» Task list:
1. For each statement, say yes or no on whether the home birth post agrees, and quote the deciding words: (a) The writer is pregnant at the time of writing. (b) The writer's son Westley was born at home without medication. (c) The writer judges people who deliver in the hospital.
2. Please list every sentence in the body of the home birth post (not its title) that ends with a question mark.
3. Pick up the home birth post where its last sentence ends and write a continuation in the same voice.

Wednesday, July 8, 2009

Midwives Help People Out (Insurance Companies? Not So Much)

I am feeling a combination of dread and rage as I look over Rob's and my health insurance options for the next year. The rules, the restrictions, the buts and excepts and only ifs that pepper the language of these official forms always arouse a dull fear in me--I'm sure that someone is trying to rip me off--but it's worse this year. This year, there's a birth to consider.

For the record, I'm not pregnant yet. (Just like I haven't seen Evil Dead II...yet.) However, Rob and I are seriously considering putting me at serious risk for pregnancy. That is, we're thinking about not using any birth control and seeing what happens. (The last time we did this, I ended up with a big belly and then a baby, so we're pretty sure that's how it works. [Although, really, I'm not entirely convinced. I mean, what about all those times I had sex and there wasn't a baby? What about all those times you had sex and there wasn't a baby?]) The thing making me insane right now is how few choices I have with respect to prenatal care and birth if I want insurance to cover any of it. I'm not intending to start a pro-life vs. pro-choice debate here, but my prospective insurance company would rather I have an abortion than a home birth.

I'll happily say that I am pro-home birth--for myself, and for anyone who wants to try it. The hospital is not a place I want to be, especially when I'm feeling vulnerable and possibly (probably, definitely) in pain. I don't judge anyone for delivering in the hospital. I don't judge anyone for wanting to deliver in the hospital. Treat others as they would be treated, I think. It's none of my business what anyone else does. And I say this because there are people who envision militant leagues of pro-home birth mothers trying to force their hippie ways on others. And who knows? Perhaps there are such militant home-birthers somewhere. I'm just not one of them. In fact, a big part of me still can't believe that I had Westley at home without any medication on purpose.

When I think about having another baby, I can't imagine giving birth anywhere but home, barring an emergency, of course. And while I know there are many wonderful and capable midwives in the Seattle area, I cannot imagine anyone I would rather call when I go into labor than the women who helped Westley into the world.

I just keep looking at the insurance information forms and thinking, I want a home birth. I want a home birth. I want a home birth.

And then I stop myself. Becuase isn't the point to have a baby?

» Material provided:
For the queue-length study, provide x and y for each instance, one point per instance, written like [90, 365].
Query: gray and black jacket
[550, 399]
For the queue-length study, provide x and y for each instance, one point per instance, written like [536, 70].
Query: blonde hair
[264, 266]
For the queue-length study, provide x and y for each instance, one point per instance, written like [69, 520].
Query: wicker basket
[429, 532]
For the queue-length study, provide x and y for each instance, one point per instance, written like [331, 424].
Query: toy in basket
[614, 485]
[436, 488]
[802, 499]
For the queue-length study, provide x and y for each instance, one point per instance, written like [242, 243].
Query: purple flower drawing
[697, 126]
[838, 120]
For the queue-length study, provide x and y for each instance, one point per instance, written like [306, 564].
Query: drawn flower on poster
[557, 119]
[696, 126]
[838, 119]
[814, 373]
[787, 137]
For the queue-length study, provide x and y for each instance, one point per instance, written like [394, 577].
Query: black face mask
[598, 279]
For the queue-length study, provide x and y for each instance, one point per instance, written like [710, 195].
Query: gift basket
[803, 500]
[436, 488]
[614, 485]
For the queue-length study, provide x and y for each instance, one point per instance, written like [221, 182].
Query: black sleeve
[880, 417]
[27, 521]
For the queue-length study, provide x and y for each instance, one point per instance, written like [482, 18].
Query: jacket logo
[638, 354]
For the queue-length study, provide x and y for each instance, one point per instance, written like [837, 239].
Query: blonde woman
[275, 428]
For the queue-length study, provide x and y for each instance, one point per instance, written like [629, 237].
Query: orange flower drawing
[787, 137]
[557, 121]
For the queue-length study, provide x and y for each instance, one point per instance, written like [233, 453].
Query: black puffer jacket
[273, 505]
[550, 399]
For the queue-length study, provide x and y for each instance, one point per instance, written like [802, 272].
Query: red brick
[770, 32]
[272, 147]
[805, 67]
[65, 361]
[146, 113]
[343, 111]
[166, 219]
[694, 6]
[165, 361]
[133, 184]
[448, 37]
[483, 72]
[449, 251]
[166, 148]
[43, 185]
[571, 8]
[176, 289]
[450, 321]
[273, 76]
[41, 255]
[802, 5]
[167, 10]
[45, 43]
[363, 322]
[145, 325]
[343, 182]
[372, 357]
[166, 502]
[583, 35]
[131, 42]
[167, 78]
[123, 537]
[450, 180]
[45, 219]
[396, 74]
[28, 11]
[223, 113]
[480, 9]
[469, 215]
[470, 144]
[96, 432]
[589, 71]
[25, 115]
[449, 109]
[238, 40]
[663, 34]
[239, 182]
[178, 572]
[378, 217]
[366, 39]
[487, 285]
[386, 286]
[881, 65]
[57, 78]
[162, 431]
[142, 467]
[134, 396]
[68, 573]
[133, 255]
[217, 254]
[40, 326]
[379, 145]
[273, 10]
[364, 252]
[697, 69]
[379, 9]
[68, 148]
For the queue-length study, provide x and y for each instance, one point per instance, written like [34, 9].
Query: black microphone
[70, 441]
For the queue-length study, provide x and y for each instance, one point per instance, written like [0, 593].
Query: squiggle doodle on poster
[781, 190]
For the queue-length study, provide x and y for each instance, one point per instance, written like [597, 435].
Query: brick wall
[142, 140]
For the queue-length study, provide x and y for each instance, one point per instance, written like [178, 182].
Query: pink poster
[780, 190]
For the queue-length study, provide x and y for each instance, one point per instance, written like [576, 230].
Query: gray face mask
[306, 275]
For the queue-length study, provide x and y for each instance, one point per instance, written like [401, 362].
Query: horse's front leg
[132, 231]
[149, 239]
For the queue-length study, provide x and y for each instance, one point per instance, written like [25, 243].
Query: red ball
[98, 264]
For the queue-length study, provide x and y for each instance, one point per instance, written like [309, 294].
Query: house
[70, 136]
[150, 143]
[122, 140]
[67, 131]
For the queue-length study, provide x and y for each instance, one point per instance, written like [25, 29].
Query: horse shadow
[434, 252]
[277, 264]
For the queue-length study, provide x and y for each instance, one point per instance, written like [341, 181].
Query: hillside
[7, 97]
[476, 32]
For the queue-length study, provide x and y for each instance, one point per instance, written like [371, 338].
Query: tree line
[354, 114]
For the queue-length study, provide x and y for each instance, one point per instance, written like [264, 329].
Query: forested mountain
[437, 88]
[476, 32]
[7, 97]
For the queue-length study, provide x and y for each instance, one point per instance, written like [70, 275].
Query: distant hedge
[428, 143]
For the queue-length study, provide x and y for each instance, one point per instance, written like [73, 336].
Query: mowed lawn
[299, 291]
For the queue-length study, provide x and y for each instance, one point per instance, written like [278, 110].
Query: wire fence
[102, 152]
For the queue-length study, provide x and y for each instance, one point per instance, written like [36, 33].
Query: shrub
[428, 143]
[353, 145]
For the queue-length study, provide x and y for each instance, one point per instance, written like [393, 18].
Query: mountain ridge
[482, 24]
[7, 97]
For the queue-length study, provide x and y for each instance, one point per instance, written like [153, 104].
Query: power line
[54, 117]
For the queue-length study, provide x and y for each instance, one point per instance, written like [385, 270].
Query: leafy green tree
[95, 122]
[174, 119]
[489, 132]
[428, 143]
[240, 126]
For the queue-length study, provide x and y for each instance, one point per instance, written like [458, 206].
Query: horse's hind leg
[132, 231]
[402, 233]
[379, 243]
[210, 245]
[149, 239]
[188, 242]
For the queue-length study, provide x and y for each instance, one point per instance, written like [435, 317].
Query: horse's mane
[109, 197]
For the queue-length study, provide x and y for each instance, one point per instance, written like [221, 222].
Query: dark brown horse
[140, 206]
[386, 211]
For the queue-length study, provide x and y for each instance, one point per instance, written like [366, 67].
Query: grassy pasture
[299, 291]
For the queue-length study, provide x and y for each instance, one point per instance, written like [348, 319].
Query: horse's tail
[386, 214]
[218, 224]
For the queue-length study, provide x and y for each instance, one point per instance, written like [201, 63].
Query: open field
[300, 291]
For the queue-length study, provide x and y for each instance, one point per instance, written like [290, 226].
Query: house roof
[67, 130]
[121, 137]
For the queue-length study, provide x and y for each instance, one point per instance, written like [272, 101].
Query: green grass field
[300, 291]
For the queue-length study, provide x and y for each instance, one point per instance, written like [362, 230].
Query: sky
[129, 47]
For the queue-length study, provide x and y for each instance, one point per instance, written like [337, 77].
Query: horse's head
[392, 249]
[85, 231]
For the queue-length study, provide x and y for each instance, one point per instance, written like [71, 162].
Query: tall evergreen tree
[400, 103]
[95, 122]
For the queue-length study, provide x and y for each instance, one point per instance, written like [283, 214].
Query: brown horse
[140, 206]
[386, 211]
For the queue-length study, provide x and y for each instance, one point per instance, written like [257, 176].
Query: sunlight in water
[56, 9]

» Expected outputs:
1.
(a) No: "For the record, I'm not pregnant yet."
(b) Yes: "I had Westley at home without any medication on purpose."
(c) No: "I don't judge anyone for delivering in the hospital."

2.
1. "I mean, what about all those times I had sex and there wasn't a baby?"
2. "What about all those times you had sex and there wasn't a baby?"
3. "And who knows?"
4. "Becuase isn't the point to have a baby?"

3.
Well, yes. In the end, it's about the baby and not the birth. But the birth still matters. A good experience surrounding the birth of a child can make a huge difference in terms of getting a family off to a good start, and a bad birth experience is horrid. And the process of having a baby is a huge deal if for no other reason than unless you're lucky crazy Michelle Duggar, you probably only do it a couple of times. In your life. What else do you do just twice?

It seems ridiculous that by choosing to have a baby at home, by wanting to work with the midwives whose guidance and experience I so trust, I put myself in a position where my health insurance won't help me. Yes, I get it, I get it: insurance companies aren't in it to help people. They're interested in making money. But if making money is the goal, why cover hospital births and not birth center or home births? Why cover doctors but not midwives?

If I pay for my home birth out-of-pocket, which is almost certainly what will happen, that money has to come from somewhere. Right now, and for the foreseeable future, it would come out of our downpayment fund, which isn't growing nearly as quickly as we'd imagined it would. I'm feeling split in two and incredibly guilty. On the one hand, I have an obligation to my family as it currently stands to make sound financial decisions. On the other hand, a second baby is probably also a last baby, and nothing is going to stop me from wanting the birth I want. And yet, borrowing from the housing budget feels like robbing Peter to pay Paul's vagina. Or something.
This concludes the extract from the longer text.